• [Exercise objective]:
Return the lines below exactly, starting with the line that contains "As part of the annotation pipeline, please detect every wooden" and stopping after the last line.

[Dataset entries]

════════

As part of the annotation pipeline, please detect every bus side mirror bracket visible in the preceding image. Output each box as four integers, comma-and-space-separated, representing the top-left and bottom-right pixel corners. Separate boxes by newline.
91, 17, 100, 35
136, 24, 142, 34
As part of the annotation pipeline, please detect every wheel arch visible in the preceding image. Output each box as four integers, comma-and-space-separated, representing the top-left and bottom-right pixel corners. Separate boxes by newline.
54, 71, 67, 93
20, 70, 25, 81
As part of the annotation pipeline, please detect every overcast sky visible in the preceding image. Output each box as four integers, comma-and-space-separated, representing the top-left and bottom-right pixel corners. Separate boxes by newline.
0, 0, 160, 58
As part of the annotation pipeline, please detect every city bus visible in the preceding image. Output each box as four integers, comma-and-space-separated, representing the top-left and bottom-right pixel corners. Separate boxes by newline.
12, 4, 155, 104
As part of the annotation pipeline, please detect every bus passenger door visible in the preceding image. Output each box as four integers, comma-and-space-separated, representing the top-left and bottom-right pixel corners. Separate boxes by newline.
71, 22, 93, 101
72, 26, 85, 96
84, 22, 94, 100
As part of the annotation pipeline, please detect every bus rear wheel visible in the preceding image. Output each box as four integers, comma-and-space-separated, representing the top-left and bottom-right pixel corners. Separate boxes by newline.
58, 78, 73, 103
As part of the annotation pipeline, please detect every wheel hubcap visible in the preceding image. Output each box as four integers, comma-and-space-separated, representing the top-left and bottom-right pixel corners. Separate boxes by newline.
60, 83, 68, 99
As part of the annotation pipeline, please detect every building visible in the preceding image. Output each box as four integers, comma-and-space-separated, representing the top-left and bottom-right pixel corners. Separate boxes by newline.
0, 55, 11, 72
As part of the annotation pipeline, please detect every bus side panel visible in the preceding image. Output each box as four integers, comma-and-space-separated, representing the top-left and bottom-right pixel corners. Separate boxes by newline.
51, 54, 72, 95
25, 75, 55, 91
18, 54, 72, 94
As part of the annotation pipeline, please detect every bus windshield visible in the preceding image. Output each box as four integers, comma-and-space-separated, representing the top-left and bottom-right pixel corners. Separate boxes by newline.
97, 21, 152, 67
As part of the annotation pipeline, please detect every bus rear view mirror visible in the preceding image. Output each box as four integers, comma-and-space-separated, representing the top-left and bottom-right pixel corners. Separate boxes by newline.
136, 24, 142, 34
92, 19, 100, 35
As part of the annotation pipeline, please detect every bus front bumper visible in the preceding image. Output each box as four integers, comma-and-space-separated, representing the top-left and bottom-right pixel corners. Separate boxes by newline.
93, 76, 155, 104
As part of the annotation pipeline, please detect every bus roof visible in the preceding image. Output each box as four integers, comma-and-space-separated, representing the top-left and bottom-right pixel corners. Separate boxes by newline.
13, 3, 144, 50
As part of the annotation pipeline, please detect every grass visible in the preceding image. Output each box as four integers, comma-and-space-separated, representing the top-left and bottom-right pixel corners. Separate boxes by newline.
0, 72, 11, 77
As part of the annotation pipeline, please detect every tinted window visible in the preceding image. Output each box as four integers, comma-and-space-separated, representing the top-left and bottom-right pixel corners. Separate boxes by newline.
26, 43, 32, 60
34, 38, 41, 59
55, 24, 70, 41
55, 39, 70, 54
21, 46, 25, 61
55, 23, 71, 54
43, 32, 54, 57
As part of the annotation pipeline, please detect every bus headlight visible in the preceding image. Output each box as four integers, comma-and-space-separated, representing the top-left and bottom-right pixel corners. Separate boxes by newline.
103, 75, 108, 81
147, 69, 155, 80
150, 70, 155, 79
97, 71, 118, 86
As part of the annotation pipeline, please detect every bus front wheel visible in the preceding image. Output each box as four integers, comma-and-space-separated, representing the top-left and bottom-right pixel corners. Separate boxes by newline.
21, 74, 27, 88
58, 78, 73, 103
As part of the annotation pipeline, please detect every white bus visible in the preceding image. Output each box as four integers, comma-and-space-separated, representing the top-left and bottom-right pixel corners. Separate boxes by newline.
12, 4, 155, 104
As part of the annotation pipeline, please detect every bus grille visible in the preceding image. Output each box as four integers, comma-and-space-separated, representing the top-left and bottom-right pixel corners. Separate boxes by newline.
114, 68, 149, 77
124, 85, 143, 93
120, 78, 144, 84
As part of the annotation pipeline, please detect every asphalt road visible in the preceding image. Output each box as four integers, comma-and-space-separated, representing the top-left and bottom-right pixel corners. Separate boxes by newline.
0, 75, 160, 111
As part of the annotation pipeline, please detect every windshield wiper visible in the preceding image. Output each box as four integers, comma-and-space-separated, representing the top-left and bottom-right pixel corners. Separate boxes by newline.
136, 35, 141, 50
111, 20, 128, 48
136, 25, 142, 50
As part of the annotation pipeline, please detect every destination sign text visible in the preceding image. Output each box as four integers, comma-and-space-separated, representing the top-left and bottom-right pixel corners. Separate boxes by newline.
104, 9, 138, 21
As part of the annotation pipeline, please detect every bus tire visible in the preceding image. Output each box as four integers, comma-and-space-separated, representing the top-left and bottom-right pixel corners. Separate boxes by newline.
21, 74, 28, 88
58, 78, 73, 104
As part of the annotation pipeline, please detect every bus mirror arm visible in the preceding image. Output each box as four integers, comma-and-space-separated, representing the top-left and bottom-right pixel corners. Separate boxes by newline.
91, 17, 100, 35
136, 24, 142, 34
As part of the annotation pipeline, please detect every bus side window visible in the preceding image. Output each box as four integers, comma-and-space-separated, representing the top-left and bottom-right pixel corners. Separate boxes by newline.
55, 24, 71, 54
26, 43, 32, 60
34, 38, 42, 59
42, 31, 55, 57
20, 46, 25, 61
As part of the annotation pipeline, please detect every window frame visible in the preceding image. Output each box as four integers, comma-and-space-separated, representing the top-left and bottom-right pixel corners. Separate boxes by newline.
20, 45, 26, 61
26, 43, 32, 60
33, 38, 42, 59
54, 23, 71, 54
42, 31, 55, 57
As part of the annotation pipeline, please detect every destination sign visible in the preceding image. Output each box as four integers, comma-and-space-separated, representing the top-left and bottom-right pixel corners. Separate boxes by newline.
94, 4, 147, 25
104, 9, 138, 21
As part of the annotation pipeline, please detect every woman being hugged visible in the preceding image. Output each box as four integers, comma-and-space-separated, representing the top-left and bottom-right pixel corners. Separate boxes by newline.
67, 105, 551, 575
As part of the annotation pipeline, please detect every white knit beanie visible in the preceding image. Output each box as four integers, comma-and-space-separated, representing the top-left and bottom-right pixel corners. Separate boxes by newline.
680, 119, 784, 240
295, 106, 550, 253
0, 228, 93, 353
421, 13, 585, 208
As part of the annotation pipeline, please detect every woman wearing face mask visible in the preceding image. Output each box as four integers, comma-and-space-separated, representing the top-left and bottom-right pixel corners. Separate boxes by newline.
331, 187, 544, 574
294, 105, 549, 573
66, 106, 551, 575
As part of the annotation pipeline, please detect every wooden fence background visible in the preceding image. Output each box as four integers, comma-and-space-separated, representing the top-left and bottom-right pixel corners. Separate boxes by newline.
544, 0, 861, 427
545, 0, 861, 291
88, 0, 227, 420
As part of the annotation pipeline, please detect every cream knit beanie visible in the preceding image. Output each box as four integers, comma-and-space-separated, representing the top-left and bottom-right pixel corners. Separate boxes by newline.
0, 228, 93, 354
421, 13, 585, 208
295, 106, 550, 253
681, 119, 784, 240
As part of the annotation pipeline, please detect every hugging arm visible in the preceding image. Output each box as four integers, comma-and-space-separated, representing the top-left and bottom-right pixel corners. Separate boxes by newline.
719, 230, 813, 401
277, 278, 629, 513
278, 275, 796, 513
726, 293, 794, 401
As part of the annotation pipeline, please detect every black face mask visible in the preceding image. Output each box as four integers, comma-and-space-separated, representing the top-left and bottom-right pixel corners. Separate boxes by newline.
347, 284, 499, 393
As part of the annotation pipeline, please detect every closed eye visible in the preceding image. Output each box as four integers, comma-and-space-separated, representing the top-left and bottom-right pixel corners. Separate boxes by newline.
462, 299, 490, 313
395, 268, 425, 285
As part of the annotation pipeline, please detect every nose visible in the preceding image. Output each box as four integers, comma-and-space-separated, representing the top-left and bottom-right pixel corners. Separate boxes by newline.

════════

• [Written reply]:
As part of the annotation pipeline, please detect every wooden fence background visible in the preceding image. Output each box as four integers, comma-and-space-separated, representing the top-left and bottom-right pixel corners. Separate boxes by newline.
544, 0, 861, 427
545, 0, 861, 291
88, 0, 227, 420
As part of the annotation pipeline, please detect every cream knit beanie visible in the preceding image. Output each box as four integers, comma-and-space-separated, representing the top-left and bottom-right pixel corners. Separate boxes by newline.
0, 228, 93, 354
421, 13, 585, 208
295, 106, 550, 253
681, 119, 784, 240
As part of the annotation pipeline, please detect every hugging arm visible in the preceding image. Output each box as four integers, comma-and-space-separated, representing the top-left and bottom-right pixel corners. Separate boxes by newline.
719, 230, 813, 401
277, 278, 629, 513
278, 275, 796, 513
726, 293, 794, 401
As part of the annotation pipeline, please detect every black face mask visible in the preceding image. Output each box as four integers, comma-and-space-separated, representing the top-left and bottom-right pixel corners. Separate boxes by newline.
347, 284, 499, 393
As part of the annotation pipeline, please detect every closed eye visible in the preceding image. Output each box as four integers, comma-and-space-separated, representing the top-left and bottom-right pixel corners. Separate boxes by newline.
462, 299, 490, 313
395, 268, 425, 285
As part of the annotation pipeline, please detect every nose visible in the preceding image. Output each box as four integers, comma-and-space-separated, representing the top-left and bottom-right pixel corners. Separate boxes by newline.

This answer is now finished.